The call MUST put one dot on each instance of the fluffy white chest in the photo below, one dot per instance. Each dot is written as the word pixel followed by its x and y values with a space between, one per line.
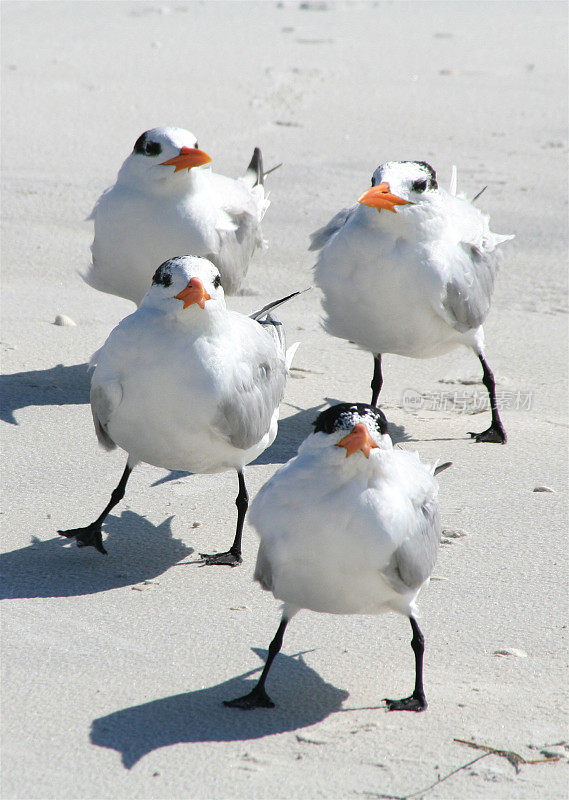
pixel 382 291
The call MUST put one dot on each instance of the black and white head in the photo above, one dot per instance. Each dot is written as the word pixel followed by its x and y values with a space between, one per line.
pixel 354 426
pixel 186 286
pixel 161 153
pixel 400 183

—————

* WORK INSTRUCTIONS: Copy every record character for character. Skip the pictures.

* WORKED SOLUTION:
The call MUST put one dot on each instance of the fluffy white chest in the photo below, one dot per instance. Each dot is written as the word pixel followed by its x and y values with a space between, one per line.
pixel 382 291
The call MUST put one dot on each instance of the black and white head in the photo above, one dot per instance. Each dot is written as the word pixel followed by its x and y values with a space between, one per line.
pixel 354 426
pixel 186 286
pixel 161 153
pixel 400 183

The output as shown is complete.